**Exercise prompt**. Gather every line in the data below that contains the word "tank" and list those lines.

**Material for this exercise**.

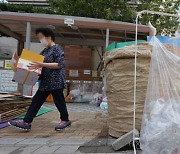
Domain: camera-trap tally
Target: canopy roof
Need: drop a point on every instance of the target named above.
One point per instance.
(84, 31)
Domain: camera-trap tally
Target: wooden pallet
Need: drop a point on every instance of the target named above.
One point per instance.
(11, 109)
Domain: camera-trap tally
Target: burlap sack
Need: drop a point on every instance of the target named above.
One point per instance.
(119, 66)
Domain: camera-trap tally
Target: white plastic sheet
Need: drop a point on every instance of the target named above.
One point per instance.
(160, 133)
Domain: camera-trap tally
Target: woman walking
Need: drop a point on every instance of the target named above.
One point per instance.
(52, 81)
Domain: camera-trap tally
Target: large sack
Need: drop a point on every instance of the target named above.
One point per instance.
(119, 66)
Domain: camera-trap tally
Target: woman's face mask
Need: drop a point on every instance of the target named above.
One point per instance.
(44, 42)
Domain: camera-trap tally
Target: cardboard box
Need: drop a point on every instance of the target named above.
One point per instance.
(23, 74)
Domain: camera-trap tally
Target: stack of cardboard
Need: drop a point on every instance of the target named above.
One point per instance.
(23, 74)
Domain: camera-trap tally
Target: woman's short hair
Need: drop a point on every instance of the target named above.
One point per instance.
(47, 32)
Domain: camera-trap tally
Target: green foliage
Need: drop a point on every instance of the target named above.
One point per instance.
(24, 8)
(118, 10)
(104, 9)
(165, 25)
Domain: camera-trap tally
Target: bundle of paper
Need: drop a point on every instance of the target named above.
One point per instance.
(23, 74)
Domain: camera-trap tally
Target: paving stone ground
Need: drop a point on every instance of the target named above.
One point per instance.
(88, 134)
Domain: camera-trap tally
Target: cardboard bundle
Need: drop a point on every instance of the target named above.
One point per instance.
(22, 73)
(119, 66)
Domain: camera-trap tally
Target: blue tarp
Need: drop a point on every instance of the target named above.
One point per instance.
(166, 40)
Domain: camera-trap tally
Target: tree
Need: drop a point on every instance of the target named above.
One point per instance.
(104, 9)
(165, 25)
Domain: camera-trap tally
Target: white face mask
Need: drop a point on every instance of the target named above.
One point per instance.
(44, 42)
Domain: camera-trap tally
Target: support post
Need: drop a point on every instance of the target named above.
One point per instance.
(28, 35)
(107, 37)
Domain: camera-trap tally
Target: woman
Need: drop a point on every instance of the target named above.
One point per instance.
(52, 79)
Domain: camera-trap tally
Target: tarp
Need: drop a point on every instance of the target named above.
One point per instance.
(119, 66)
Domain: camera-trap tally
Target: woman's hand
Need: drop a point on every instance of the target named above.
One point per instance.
(35, 65)
(16, 57)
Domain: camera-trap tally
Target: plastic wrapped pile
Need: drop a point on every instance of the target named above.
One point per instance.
(160, 133)
(119, 66)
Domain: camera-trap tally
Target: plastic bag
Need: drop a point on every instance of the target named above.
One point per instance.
(160, 133)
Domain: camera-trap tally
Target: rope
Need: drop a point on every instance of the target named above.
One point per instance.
(135, 67)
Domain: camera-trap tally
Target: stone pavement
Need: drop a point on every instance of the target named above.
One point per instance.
(88, 134)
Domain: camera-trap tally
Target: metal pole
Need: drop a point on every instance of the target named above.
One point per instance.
(107, 37)
(28, 35)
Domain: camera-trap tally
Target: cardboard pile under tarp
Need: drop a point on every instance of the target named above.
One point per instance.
(119, 65)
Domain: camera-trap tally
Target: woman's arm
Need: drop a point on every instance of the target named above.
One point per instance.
(36, 65)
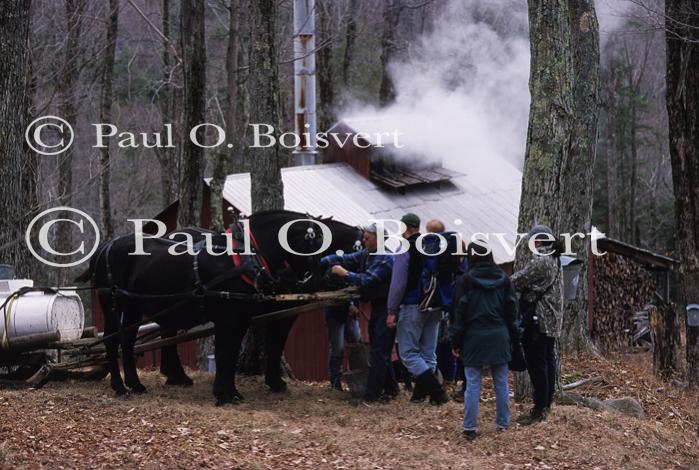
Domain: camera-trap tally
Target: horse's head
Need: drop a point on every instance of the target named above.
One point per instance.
(345, 239)
(292, 243)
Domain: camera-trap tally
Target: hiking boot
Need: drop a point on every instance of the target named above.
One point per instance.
(419, 394)
(337, 386)
(535, 415)
(431, 386)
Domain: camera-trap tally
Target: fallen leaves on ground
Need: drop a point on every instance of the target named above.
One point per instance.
(82, 425)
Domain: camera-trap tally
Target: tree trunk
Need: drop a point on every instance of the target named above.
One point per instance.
(266, 182)
(325, 67)
(391, 16)
(69, 75)
(164, 155)
(106, 116)
(576, 206)
(551, 120)
(665, 332)
(194, 68)
(223, 158)
(682, 45)
(350, 36)
(16, 171)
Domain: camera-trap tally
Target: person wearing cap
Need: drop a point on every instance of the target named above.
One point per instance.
(540, 286)
(416, 331)
(371, 272)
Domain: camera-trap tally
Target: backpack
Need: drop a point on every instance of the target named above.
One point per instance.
(439, 271)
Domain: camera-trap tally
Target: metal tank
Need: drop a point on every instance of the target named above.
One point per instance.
(35, 313)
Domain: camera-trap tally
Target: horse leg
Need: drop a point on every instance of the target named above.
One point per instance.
(227, 340)
(129, 358)
(277, 333)
(111, 344)
(170, 364)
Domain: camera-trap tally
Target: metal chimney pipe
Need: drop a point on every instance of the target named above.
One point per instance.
(305, 82)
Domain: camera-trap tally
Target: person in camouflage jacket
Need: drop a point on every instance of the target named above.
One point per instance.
(540, 285)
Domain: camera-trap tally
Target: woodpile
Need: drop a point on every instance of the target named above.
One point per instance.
(621, 288)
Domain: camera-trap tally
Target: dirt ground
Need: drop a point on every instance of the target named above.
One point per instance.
(82, 425)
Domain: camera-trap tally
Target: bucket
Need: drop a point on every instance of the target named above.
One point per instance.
(7, 271)
(356, 381)
(357, 355)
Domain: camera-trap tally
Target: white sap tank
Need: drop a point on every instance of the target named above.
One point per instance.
(39, 312)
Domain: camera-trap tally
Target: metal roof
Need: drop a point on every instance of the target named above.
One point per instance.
(482, 203)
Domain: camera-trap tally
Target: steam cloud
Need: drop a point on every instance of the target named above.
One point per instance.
(462, 98)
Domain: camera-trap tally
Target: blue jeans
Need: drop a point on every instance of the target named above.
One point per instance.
(473, 395)
(417, 339)
(340, 326)
(381, 379)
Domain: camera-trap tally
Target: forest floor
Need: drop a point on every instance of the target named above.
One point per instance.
(82, 425)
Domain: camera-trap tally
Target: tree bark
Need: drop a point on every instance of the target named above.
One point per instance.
(166, 98)
(68, 77)
(16, 171)
(194, 68)
(266, 163)
(326, 89)
(350, 37)
(106, 116)
(391, 16)
(551, 120)
(682, 46)
(266, 184)
(578, 164)
(223, 158)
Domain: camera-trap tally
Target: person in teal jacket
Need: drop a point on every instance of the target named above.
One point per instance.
(485, 328)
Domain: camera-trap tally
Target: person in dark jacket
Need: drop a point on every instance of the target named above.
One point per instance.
(486, 326)
(540, 285)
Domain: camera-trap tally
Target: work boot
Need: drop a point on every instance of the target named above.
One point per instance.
(418, 394)
(431, 386)
(535, 415)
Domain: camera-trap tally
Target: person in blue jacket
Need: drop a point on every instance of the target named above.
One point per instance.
(371, 272)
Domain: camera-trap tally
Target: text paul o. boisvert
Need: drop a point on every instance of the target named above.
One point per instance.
(208, 135)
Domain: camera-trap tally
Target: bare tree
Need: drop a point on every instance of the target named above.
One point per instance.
(106, 116)
(266, 183)
(16, 172)
(263, 87)
(578, 162)
(69, 75)
(223, 159)
(194, 71)
(551, 121)
(391, 17)
(350, 37)
(682, 43)
(326, 89)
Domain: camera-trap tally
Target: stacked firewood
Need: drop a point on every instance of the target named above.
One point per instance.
(621, 288)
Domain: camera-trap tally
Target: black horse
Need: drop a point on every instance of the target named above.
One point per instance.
(124, 280)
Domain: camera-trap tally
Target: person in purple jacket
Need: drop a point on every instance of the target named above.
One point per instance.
(416, 331)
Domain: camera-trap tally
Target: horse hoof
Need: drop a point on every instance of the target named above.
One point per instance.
(181, 381)
(223, 401)
(277, 386)
(138, 388)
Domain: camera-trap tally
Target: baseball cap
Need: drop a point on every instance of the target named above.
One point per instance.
(411, 220)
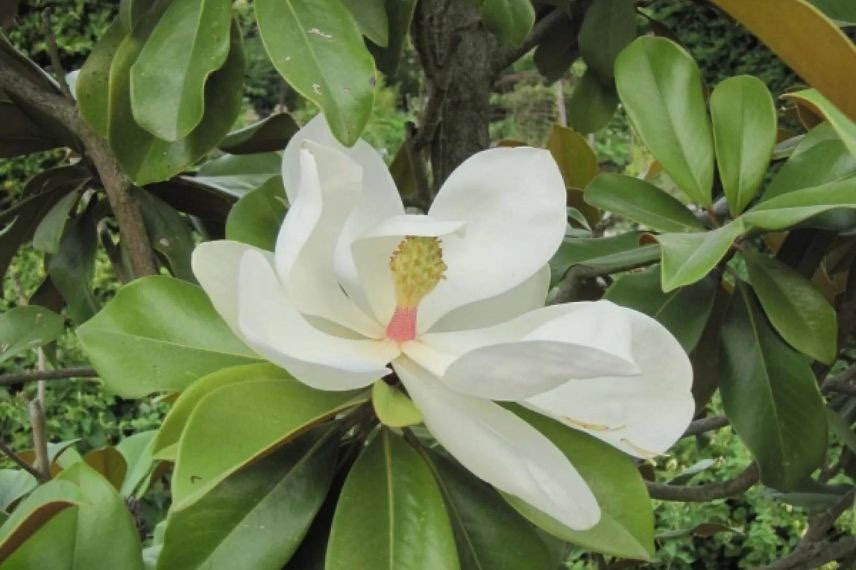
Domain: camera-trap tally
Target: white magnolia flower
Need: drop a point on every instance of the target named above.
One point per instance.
(453, 302)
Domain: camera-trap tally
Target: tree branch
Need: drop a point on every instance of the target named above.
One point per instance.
(7, 451)
(704, 493)
(706, 424)
(811, 550)
(116, 183)
(541, 28)
(62, 373)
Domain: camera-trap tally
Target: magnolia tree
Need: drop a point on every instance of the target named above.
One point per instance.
(467, 360)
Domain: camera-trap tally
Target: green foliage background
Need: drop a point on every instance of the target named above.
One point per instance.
(751, 530)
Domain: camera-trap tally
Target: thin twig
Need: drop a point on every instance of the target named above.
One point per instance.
(706, 424)
(7, 451)
(53, 52)
(39, 425)
(704, 493)
(811, 547)
(60, 374)
(116, 183)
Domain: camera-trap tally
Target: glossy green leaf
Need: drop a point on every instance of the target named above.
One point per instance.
(48, 234)
(268, 135)
(661, 89)
(626, 527)
(257, 517)
(72, 268)
(146, 158)
(74, 538)
(683, 311)
(92, 85)
(592, 104)
(236, 175)
(167, 317)
(488, 532)
(14, 484)
(35, 513)
(257, 217)
(399, 15)
(247, 420)
(839, 10)
(792, 208)
(137, 451)
(842, 124)
(173, 425)
(771, 397)
(609, 26)
(744, 133)
(188, 44)
(392, 406)
(391, 513)
(318, 48)
(510, 20)
(27, 328)
(641, 202)
(169, 233)
(109, 463)
(797, 310)
(688, 258)
(820, 157)
(371, 17)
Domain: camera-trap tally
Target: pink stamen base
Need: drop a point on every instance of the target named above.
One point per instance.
(402, 325)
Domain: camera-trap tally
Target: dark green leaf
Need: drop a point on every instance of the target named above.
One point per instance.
(248, 420)
(169, 233)
(257, 517)
(660, 86)
(189, 43)
(771, 397)
(391, 513)
(744, 129)
(797, 310)
(642, 202)
(27, 328)
(592, 104)
(684, 311)
(319, 50)
(820, 157)
(371, 17)
(92, 86)
(268, 135)
(488, 532)
(72, 268)
(146, 158)
(167, 317)
(687, 258)
(798, 206)
(399, 14)
(626, 527)
(609, 26)
(257, 217)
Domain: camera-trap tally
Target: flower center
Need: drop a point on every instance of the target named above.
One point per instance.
(417, 267)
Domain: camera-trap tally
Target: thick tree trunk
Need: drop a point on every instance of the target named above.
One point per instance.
(465, 120)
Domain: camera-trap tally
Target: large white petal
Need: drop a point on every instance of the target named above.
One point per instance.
(502, 449)
(513, 201)
(642, 415)
(527, 296)
(380, 198)
(273, 327)
(330, 187)
(372, 252)
(533, 354)
(216, 265)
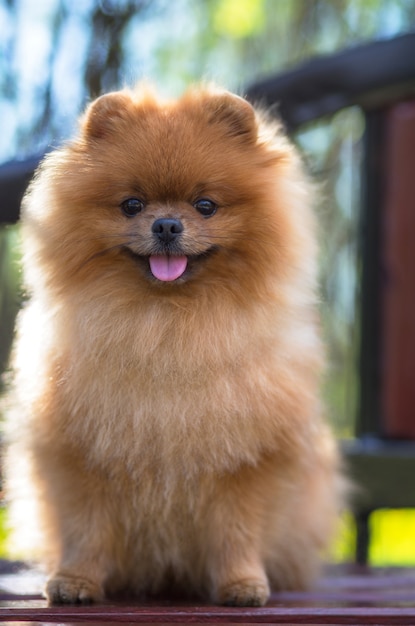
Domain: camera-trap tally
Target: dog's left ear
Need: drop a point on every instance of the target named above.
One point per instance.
(235, 114)
(104, 115)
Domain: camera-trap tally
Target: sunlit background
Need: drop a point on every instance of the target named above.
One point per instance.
(55, 55)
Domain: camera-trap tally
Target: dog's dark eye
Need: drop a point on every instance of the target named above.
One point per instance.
(132, 206)
(205, 207)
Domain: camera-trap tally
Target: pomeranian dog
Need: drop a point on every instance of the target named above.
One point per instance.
(168, 363)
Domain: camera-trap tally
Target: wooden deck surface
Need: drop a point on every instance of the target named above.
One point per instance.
(356, 597)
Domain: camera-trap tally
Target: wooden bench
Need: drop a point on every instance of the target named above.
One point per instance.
(351, 596)
(380, 79)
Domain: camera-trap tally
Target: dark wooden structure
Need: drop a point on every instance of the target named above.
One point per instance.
(380, 78)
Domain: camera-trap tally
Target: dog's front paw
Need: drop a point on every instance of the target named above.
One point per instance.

**Answer**.
Target: metal tank
Target: white sap tank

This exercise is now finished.